Document excerpt:
Legally Speaking - Fall 2009

Knock, Knock... Opening up the School Act

There is a knock at the door. You go to open the door, not knowing who is behind it. You open the door. The news may be good, or bad, or neutral. It is the same with the proposed opening of the School Act, anticipated in the spring session of the Legislature, 2010.

The current School Act contains some provisions which should be retained, some which should be removed, and some which should be amended or added to the Act.

To be Retained

The preamble to the School Act is the aspirational statement which may be relied upon in the interpretation of all of the provisions of the Act. The preamble contains two very important clauses, providing that there is "one publicly funded system of education in Alberta... through its two dimensions, the public schools and the separate schools" and that "the rights guaranteed under the constitution of Canada of separate school electors are (to be) preserved and maintained". Those provisions are essential for the preservation and maintenance of Catholic education in Alberta and must be retained.

Sections 44(4) and 220(6) provide that where a separate school district is established, a person of the same faith as those who established the separate school district is a resident of the separate school district. Those residency provisions outline the basis upon which membership is established in a Catholic separate school district. They have been tested and upheld in the Courts of Alberta, including in Re Schmidt (1976), and must be retained.

Section 45(3) provides that a board shall enrol a resident student in its school system, and a non-resident student if, in the opinion of the board, there are sufficient resources and facilities available to accommodate the student. This provision allows a Catholic board to enrol non-Catholic students, but also allows it to require the non-resident student to enrol in the public board where that student cannot be accommodated due to a lack of resources or facilities. This flexibility must likewise be retained.

Also on the "to be retained" list are those provisions which allow a board to prescribe religious instruction and exercises, and for persons other than teachers to provide such religious instruction (s. 50), and indicate that a separate school district possesses all of the rights, powers, privileges, duties, liabilities and has the same method of government as the board of a public school district (s. 59). Those provisions which allow for separate boards to access their assessment base so as to be able to track and maintain democratic contact with its electors (ss. 154-164) must also be retained.

Written task 1: Please gather every line in the records that contains the word "wall".
The School Act article has no connection to the records.

Material for the task:
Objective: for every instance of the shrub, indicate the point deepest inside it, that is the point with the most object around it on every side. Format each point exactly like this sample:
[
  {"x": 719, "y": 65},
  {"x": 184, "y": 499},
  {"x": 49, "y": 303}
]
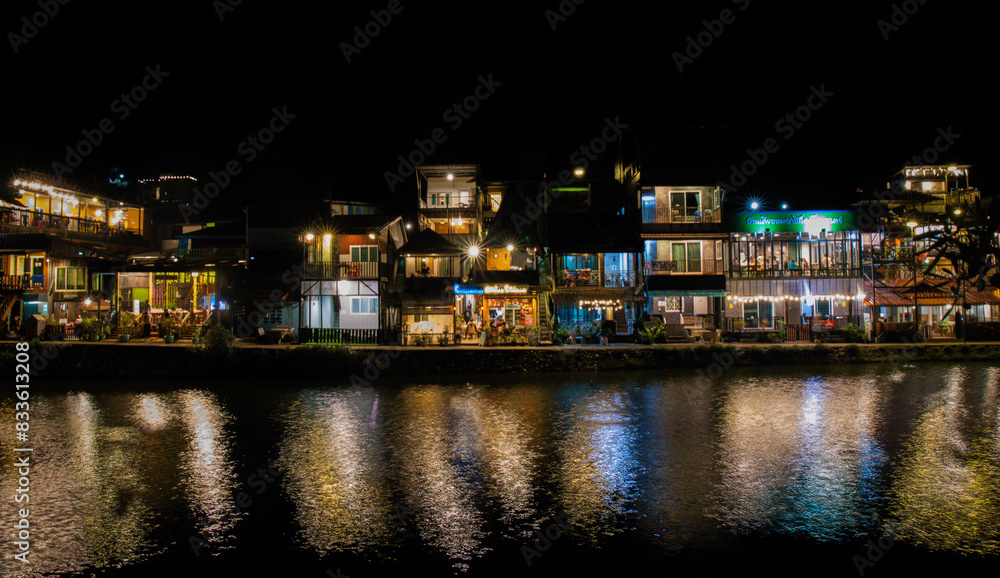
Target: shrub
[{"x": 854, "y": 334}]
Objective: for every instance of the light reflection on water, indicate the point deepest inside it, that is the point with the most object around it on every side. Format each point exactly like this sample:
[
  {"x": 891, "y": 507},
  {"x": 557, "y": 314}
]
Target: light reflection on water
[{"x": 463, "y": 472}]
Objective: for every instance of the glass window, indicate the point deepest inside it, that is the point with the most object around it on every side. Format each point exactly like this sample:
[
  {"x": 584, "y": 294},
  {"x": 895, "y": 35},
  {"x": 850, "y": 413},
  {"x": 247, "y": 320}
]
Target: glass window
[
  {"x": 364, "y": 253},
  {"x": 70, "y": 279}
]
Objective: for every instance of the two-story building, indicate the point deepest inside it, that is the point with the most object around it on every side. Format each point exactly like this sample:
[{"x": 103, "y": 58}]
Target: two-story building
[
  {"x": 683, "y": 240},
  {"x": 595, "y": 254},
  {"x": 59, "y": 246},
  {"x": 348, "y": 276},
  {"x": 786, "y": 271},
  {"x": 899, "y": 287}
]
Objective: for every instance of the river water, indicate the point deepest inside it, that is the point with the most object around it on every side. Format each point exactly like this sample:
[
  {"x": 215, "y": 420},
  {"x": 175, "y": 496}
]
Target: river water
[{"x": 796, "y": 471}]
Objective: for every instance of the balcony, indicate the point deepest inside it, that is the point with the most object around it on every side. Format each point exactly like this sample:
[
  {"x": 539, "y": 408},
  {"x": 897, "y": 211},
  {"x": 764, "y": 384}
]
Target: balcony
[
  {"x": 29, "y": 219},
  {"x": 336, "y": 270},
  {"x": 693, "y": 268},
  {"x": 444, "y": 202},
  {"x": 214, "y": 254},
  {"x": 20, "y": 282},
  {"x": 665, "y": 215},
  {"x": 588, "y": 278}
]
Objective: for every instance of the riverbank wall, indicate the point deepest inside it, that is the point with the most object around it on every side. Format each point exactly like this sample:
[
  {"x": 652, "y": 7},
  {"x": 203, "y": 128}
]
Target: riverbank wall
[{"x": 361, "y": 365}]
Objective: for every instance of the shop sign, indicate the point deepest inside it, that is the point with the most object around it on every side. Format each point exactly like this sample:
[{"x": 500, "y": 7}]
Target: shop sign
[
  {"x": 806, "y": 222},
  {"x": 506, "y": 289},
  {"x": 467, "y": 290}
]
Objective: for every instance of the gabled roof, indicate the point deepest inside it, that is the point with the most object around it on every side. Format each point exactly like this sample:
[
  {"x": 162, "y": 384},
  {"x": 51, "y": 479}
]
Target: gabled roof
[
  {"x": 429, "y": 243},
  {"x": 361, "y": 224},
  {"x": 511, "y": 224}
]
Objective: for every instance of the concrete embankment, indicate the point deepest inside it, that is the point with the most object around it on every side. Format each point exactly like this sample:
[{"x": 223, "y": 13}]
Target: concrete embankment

Written task 2: In the School Act article, which court case is named as having tested and upheld the residency provisions?

Expected output 1:
Objective: for every instance of the riverbank wall, indicate the point deepest inside it, that is the point with the most object around it on every side. Format each point exactly like this sample:
Target: riverbank wall

Expected output 2: Re Schmidt (1976)